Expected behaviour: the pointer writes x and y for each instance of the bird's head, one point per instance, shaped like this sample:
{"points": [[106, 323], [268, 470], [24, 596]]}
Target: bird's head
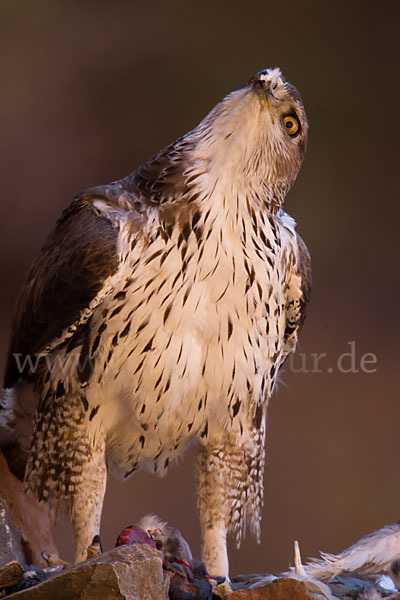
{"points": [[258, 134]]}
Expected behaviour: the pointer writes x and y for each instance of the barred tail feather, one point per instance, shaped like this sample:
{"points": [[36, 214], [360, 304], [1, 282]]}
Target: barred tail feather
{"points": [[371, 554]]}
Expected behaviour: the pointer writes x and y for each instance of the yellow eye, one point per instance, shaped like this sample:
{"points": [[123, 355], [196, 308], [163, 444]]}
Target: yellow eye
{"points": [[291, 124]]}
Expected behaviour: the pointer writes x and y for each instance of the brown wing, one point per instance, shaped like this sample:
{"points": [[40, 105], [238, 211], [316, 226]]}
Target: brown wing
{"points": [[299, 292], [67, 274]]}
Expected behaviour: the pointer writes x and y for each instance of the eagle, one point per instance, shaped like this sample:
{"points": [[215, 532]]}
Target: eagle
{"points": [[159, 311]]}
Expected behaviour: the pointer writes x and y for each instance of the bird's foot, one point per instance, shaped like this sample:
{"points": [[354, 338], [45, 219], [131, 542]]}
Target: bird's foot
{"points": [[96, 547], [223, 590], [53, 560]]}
================================
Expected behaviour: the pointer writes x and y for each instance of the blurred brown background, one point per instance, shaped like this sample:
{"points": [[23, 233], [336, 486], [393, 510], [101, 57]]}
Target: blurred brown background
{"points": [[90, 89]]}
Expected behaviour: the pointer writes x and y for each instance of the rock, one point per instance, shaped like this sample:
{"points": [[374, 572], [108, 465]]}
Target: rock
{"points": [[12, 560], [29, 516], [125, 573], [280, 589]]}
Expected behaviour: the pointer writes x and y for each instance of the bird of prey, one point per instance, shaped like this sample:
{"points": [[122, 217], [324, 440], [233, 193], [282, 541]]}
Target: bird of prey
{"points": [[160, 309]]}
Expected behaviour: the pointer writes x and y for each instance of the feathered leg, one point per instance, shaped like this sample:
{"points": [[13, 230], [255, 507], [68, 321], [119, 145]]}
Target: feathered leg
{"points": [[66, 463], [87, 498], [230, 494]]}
================================
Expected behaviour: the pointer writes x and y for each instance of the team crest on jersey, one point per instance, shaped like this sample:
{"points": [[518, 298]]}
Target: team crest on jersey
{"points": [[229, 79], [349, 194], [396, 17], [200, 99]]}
================================
* Your goal
From the data above, copy each line with the string "pointer" in it.

* Exercise response
Expected behaviour: the pointer writes x and y for each instance of the bird's head, one point per instance, shaped like this sample:
Expected behaviour: the pointer writes x and y for each instance of the barred tail feather, one point per instance, shaped like this sample:
Expected behaviour: the pointer writes x and y for each instance of the yellow eye, one point per instance, shaped like this sample:
Expected behaviour: the pointer writes x and y for each instance of the brown wing, one point per instance, shaped like this sample:
Expected behaviour: the pointer writes x and y for each instance of the eagle, one point per instance, shaped like this sample:
Expected behaviour: the pointer writes x and y for each instance of the bird's foot, one point per instance, shaped like this sample:
Expected behaviour: the pointer writes x and y for each instance of the blurred brown background, one point per instance, shaped like this sample:
Expected behaviour: the pointer writes x and y for each instance of the rock, one point per instance, shaped like this sample:
Expected behaviour: the pointer writes x and y for each instance of the bird of prey, one point per instance, shaped like this sample:
Expected behaviour: the pointer writes x and y for each instance of the feathered leg, one point per instance, shaped like this sample:
Expected behaviour: the pointer writes x and y for each instance of the team crest on jersey, one point per instance, shaped like this sample:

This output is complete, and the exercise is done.